**THE TASK**
Copy the material starting at the line containing "Tag every instance of the car windshield" and ending at the line containing "x=1194 y=241", swapping "side window" for "passenger window" and leaving everything else untouched.

--- BEGIN RECORDS FOR THE EXERCISE ---

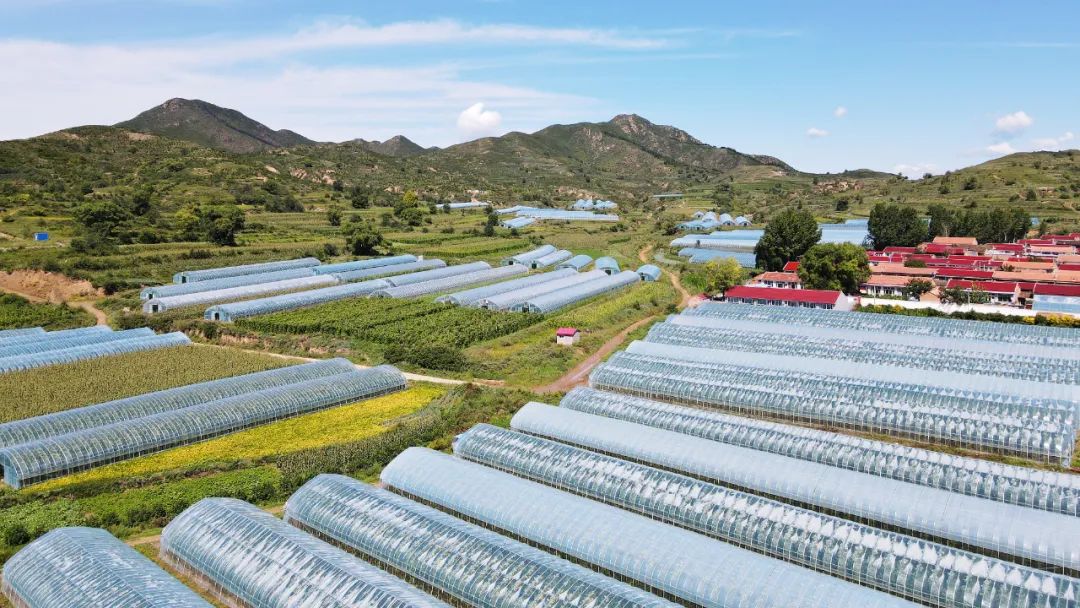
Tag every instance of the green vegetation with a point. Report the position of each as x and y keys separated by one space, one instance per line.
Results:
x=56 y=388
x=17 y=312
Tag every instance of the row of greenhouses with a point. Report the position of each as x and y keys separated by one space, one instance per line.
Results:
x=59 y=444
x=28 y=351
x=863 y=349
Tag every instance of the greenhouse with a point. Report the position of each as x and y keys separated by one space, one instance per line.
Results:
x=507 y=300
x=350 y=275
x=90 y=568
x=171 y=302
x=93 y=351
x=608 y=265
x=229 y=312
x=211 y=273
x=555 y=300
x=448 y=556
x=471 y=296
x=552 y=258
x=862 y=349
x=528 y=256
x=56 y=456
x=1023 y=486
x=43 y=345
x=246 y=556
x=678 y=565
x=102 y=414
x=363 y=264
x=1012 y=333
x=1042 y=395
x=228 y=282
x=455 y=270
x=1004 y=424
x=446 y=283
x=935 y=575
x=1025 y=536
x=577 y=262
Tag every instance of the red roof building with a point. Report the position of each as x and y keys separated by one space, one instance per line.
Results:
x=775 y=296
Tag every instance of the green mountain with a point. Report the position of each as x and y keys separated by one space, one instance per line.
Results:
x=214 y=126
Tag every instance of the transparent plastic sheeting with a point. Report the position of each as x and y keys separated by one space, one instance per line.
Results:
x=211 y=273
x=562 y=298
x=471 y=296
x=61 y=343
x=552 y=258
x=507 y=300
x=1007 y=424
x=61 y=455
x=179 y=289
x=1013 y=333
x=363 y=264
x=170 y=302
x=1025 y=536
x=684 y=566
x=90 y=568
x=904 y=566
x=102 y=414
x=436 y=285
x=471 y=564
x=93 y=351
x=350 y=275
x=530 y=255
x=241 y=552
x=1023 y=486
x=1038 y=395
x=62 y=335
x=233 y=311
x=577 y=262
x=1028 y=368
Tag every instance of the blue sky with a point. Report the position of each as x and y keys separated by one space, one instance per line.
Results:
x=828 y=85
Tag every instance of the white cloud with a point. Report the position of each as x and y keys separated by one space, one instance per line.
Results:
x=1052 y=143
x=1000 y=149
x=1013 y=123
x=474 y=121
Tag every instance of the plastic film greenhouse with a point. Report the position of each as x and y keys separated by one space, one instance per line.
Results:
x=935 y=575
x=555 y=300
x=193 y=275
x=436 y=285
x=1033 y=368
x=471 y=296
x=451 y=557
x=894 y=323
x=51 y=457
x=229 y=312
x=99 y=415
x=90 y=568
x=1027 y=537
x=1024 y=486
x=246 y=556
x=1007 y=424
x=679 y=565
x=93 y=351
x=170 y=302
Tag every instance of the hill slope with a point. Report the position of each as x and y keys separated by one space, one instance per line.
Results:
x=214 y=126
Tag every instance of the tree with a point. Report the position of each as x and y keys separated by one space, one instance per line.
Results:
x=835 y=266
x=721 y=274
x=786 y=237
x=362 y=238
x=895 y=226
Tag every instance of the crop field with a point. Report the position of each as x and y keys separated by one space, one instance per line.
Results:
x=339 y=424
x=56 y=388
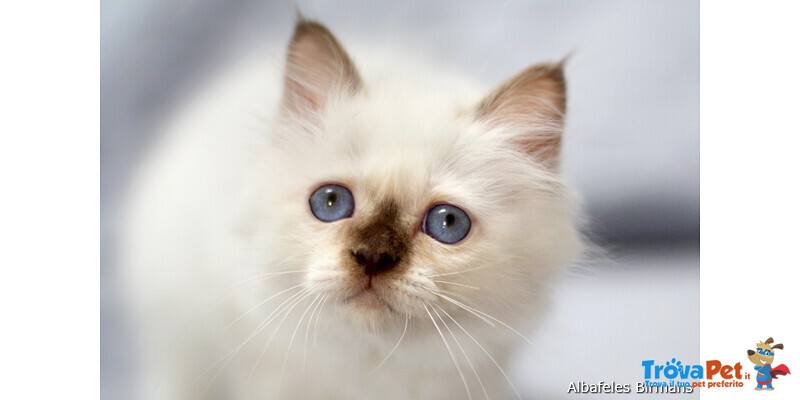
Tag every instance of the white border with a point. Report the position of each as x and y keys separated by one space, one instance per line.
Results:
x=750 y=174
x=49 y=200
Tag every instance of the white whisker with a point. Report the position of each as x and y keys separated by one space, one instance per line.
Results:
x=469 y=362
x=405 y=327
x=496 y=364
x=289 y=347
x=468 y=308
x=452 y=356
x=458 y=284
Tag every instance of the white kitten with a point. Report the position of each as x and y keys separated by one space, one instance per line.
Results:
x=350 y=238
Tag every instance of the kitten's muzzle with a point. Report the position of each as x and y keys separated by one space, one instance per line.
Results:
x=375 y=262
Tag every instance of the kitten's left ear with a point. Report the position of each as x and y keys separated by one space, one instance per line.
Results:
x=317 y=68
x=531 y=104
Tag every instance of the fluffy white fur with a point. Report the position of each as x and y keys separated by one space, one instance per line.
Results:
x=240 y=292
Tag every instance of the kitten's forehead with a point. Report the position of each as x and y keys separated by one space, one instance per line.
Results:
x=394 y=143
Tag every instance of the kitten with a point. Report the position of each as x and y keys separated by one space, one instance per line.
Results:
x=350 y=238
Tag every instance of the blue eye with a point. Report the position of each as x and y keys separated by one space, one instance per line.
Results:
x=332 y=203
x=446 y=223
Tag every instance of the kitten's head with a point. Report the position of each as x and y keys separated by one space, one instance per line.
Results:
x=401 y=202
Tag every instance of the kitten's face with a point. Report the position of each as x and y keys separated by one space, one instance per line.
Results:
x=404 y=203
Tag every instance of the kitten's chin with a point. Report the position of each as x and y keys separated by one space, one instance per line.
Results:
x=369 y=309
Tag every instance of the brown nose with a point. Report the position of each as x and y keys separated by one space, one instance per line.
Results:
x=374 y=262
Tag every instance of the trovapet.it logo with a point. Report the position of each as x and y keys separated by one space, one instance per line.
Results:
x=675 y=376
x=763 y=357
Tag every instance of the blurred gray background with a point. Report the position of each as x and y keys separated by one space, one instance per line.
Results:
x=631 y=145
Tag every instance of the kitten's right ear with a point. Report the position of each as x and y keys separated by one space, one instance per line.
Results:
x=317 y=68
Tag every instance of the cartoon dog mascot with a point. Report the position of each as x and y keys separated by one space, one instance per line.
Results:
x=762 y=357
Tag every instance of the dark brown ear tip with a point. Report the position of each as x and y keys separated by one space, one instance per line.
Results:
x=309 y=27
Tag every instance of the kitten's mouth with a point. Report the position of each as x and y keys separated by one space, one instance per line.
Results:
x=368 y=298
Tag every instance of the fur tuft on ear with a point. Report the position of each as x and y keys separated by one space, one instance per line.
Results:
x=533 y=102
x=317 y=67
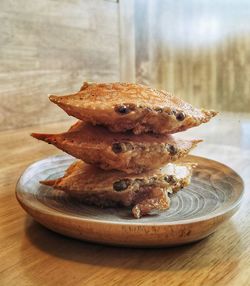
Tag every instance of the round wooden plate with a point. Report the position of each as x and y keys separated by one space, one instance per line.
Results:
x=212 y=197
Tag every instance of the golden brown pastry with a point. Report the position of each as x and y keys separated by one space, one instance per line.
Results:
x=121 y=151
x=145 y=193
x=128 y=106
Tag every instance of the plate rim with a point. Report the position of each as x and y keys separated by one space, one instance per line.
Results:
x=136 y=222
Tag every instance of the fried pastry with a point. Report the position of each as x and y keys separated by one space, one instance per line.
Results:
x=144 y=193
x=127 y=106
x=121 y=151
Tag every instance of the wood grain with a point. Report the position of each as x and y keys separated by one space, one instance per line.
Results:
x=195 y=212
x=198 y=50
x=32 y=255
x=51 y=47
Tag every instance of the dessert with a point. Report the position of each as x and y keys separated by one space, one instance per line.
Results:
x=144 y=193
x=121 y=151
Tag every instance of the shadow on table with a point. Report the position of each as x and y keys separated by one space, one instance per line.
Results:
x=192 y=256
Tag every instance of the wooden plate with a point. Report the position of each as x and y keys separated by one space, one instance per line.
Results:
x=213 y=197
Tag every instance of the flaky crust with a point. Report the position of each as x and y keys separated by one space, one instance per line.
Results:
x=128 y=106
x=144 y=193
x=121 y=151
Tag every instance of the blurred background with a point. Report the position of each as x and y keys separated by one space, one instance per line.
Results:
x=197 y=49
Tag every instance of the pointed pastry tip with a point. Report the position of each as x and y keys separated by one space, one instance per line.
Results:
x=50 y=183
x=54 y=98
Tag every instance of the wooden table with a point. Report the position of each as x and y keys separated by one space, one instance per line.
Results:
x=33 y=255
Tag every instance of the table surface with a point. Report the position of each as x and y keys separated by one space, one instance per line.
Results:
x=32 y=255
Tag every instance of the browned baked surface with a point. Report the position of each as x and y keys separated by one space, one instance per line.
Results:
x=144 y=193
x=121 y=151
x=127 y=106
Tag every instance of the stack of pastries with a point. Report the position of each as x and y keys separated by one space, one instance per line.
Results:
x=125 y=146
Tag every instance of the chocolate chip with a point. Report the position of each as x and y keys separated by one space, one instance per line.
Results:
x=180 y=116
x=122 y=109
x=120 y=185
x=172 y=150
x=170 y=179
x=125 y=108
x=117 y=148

--- END RECORDS FOR THE EXERCISE ---
--- BEGIN RECORDS FOR THE EXERCISE ---

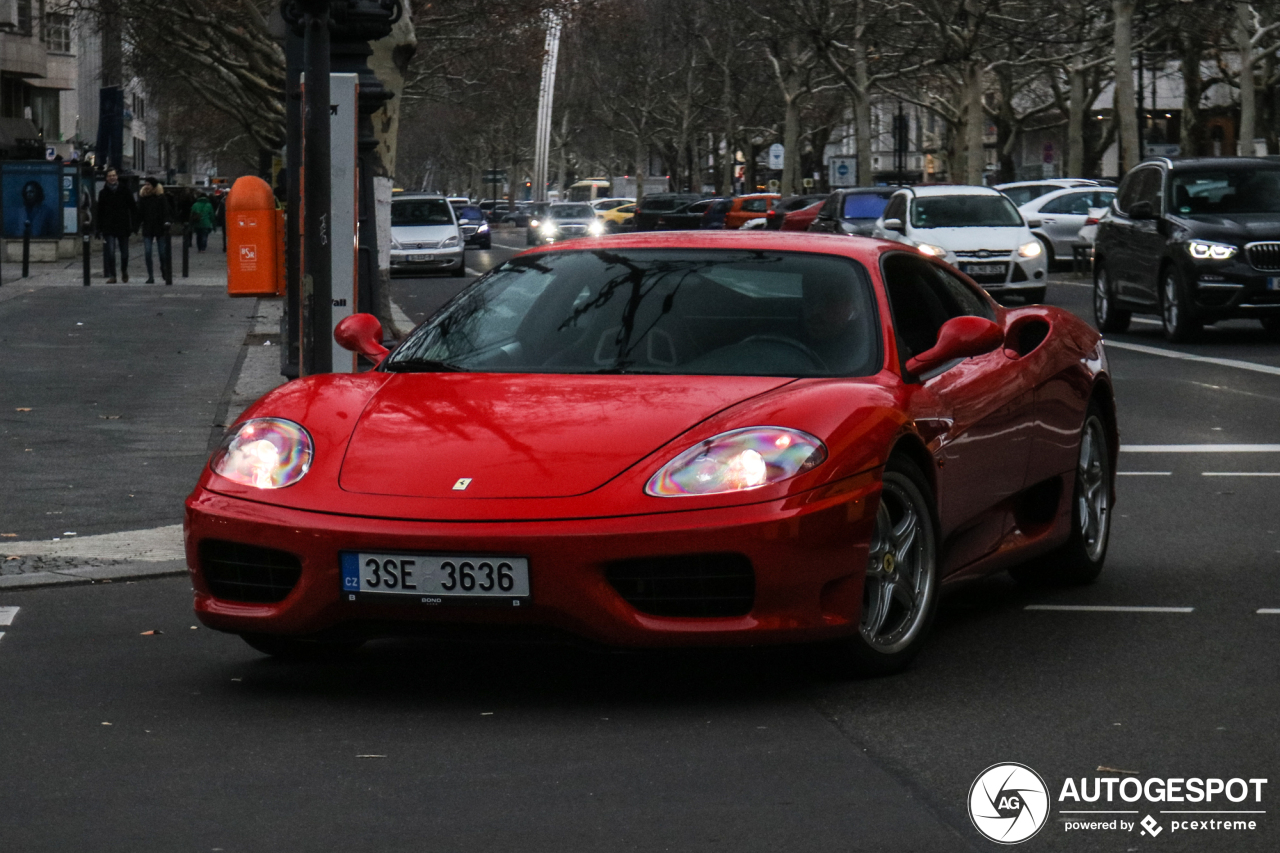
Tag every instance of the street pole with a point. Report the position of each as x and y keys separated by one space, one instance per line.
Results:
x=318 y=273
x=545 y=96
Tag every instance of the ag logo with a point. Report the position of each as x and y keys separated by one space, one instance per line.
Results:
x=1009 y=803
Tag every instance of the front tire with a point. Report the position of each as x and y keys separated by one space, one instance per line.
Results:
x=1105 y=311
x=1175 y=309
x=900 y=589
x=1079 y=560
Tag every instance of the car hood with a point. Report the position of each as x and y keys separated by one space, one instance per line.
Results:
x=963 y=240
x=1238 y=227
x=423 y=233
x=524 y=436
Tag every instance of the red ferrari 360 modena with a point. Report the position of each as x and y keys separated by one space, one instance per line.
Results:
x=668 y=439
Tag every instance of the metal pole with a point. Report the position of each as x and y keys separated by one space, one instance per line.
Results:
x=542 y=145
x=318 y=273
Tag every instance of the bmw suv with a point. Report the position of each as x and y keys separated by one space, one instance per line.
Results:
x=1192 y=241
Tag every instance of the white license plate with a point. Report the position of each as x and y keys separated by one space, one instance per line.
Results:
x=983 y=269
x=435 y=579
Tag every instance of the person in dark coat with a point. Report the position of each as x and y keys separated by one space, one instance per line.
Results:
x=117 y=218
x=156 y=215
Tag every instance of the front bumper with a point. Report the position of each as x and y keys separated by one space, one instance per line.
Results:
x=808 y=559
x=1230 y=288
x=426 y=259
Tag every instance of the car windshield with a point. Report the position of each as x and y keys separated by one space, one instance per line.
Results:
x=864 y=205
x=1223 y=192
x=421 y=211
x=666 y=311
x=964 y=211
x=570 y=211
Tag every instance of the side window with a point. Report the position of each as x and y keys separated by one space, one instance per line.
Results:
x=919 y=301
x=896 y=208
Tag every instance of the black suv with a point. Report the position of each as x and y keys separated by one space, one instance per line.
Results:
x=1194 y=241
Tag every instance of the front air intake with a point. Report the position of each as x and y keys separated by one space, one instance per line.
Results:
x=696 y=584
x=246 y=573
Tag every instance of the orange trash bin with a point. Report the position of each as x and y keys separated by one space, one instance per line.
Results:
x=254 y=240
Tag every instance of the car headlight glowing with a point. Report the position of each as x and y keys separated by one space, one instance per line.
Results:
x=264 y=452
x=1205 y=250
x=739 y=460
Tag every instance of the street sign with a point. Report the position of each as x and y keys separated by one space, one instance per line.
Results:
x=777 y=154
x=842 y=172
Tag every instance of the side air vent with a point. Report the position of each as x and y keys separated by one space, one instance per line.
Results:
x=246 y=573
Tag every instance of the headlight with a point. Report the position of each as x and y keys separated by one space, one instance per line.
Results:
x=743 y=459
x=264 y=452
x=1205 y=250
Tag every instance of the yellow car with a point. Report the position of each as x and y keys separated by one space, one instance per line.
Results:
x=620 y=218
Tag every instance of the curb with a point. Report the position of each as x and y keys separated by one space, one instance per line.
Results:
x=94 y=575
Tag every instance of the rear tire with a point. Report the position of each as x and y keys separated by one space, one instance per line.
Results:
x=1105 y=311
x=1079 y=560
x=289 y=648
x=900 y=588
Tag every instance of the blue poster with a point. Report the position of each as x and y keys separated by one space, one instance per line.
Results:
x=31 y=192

--- END RECORDS FOR THE EXERCISE ---

**FULL ANSWER**
Tag every instance of the car windshield with a point. Report the position of each as x and y keys separated by one space, one instance per line.
Results:
x=864 y=205
x=1223 y=192
x=421 y=211
x=666 y=311
x=964 y=211
x=570 y=211
Tag every instance of the passenger window with a point. Report the position of each as x and y keys separated by one space, one instance per line.
Results:
x=919 y=301
x=896 y=208
Tag every instance of the black suv with a point. Report the position of each as x and y keys separated by one space, one instance per line.
Results:
x=1194 y=241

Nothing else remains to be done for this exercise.